===== Contenido del conjunto =====

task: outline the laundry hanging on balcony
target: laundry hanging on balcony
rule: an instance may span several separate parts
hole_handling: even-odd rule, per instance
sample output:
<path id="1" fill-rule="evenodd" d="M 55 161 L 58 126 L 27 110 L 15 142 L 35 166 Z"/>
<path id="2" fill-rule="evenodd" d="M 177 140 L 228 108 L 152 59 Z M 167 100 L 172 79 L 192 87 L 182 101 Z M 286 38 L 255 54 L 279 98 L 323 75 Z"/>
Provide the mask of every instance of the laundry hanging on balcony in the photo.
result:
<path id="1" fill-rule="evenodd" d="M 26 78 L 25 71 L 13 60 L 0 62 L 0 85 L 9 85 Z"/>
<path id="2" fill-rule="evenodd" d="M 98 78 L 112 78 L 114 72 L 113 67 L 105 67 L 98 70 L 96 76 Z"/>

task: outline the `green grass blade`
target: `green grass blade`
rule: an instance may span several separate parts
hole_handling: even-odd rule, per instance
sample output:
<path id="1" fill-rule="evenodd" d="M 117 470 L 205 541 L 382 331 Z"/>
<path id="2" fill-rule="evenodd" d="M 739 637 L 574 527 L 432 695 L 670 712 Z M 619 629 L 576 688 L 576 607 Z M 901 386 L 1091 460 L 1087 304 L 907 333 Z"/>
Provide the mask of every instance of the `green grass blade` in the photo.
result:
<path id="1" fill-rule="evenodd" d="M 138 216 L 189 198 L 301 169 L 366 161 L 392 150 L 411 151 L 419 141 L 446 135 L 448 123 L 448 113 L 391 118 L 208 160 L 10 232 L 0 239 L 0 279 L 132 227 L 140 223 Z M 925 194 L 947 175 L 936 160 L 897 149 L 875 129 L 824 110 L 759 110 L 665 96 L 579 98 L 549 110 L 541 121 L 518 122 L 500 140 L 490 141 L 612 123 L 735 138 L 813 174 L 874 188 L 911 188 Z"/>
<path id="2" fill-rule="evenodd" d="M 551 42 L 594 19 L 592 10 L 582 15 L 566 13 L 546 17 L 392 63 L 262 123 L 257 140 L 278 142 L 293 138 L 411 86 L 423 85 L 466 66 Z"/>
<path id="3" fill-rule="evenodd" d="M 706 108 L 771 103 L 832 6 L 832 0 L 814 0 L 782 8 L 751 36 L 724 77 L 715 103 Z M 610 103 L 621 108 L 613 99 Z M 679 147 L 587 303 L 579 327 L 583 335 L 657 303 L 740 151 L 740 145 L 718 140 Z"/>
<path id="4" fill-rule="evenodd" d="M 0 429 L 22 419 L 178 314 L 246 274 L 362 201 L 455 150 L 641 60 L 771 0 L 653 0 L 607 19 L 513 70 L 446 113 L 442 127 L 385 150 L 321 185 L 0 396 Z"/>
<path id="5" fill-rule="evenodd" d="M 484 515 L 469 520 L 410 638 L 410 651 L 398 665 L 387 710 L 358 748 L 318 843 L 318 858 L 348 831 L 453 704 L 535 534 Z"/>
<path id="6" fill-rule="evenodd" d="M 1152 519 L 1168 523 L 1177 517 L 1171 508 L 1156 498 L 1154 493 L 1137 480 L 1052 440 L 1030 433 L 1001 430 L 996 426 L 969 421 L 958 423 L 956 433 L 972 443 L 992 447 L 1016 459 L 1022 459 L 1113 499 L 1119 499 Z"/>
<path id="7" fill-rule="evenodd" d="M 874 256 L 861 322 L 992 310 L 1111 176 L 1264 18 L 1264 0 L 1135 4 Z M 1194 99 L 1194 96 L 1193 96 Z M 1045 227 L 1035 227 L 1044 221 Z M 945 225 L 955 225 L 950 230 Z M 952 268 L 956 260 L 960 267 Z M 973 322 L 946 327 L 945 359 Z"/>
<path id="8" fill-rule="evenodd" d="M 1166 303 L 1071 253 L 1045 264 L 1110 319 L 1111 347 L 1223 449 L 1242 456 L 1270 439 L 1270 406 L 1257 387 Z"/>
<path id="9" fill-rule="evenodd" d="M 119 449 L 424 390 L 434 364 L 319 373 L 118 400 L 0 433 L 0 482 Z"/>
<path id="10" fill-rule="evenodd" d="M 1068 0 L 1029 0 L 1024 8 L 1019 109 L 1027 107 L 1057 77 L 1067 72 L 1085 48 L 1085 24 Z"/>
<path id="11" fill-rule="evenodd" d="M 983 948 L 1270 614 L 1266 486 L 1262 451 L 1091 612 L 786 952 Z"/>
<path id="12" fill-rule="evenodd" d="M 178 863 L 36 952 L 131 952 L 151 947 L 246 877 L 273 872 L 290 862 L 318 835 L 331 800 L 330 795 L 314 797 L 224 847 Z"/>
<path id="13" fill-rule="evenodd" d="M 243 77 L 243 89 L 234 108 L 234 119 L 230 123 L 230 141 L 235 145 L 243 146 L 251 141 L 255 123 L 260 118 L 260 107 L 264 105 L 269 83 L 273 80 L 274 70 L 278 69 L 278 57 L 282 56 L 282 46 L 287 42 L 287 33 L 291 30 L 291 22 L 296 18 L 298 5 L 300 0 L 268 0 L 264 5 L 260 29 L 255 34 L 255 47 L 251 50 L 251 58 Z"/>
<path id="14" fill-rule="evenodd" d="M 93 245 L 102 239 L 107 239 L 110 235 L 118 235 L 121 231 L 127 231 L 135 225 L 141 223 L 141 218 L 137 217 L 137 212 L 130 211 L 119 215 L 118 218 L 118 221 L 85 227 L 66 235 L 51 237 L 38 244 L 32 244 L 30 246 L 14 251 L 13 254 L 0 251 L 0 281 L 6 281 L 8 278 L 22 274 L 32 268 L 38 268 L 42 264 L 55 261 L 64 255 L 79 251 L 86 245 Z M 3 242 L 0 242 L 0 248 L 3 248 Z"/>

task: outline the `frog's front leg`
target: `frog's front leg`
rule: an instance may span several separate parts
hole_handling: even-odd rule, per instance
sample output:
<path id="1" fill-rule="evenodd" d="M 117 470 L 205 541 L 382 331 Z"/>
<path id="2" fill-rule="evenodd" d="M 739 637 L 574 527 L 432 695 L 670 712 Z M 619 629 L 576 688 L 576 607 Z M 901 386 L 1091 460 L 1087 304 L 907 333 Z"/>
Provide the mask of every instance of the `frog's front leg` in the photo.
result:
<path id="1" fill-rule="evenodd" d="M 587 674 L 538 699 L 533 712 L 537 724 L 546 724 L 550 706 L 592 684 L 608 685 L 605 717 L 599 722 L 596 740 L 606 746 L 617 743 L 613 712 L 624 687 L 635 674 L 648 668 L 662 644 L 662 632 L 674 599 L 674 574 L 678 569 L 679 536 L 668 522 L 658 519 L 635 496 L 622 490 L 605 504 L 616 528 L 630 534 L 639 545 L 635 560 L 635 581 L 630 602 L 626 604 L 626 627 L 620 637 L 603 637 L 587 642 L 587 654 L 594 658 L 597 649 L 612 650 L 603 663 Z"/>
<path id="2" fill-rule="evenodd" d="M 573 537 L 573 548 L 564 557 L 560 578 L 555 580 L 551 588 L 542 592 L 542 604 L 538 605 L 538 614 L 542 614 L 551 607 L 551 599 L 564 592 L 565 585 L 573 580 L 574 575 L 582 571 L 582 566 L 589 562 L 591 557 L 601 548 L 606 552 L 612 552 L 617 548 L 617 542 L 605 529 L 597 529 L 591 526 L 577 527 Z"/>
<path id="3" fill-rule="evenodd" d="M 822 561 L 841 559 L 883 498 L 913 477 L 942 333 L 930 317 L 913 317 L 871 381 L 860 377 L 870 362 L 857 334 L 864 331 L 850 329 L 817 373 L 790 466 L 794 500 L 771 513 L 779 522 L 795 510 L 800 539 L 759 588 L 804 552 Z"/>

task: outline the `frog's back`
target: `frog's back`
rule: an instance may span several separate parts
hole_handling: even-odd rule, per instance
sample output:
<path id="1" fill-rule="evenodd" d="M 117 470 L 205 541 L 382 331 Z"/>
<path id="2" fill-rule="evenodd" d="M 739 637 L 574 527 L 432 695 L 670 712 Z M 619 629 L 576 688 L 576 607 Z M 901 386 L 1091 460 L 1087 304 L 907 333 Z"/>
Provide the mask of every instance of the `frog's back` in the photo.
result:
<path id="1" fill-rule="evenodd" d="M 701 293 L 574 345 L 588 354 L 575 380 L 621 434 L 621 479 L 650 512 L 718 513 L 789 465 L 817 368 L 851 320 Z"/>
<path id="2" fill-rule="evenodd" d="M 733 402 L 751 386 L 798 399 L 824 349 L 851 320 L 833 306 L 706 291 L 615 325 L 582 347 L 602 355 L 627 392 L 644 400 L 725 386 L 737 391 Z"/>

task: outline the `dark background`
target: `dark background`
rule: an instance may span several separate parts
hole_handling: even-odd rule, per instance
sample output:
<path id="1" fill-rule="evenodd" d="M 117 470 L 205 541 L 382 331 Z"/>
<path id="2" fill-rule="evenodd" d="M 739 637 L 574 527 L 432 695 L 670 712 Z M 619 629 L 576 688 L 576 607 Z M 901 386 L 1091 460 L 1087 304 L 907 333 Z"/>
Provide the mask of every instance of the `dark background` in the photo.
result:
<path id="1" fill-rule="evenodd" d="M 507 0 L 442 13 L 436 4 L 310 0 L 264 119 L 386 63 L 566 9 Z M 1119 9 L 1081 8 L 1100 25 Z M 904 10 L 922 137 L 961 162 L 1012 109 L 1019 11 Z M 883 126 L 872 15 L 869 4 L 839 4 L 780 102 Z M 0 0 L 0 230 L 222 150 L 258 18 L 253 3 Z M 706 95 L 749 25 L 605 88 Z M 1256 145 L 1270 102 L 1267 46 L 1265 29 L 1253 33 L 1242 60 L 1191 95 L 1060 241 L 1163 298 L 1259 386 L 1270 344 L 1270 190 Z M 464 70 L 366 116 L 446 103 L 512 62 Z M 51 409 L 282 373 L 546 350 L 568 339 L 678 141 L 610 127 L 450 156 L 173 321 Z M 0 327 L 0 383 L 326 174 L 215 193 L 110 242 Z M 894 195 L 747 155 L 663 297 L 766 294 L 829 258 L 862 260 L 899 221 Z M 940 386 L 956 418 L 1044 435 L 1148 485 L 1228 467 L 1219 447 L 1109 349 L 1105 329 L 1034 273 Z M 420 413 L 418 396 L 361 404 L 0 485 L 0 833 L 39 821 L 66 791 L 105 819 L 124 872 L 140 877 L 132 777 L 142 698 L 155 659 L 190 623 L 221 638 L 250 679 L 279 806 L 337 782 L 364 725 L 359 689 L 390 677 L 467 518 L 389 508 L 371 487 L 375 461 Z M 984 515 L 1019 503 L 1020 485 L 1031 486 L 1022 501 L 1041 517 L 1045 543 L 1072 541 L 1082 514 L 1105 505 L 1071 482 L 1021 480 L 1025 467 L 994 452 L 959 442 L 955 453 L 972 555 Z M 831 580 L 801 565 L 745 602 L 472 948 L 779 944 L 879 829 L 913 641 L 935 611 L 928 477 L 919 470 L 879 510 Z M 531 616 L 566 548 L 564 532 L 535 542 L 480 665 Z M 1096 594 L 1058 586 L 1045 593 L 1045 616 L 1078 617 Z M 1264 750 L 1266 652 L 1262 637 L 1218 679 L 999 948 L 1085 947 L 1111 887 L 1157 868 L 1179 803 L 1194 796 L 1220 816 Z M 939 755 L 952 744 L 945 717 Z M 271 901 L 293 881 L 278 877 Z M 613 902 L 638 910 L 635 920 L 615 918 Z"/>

=====

Qué se pide -> Reproduce sin cambios las líneas de las filas anteriores desde el principio hasta la línea que contiene "177 140 L 228", incluida esta.

Solución completa ->
task: outline the laundry hanging on balcony
target: laundry hanging on balcony
rule: an instance may span several separate parts
hole_handling: even-odd rule, per instance
sample output:
<path id="1" fill-rule="evenodd" d="M 55 161 L 58 126 L 27 110 L 15 142 L 35 166 Z"/>
<path id="2" fill-rule="evenodd" d="M 177 140 L 228 108 L 152 59 Z M 167 100 L 172 79 L 192 87 L 182 101 Z M 286 38 L 255 54 L 279 98 L 323 75 Z"/>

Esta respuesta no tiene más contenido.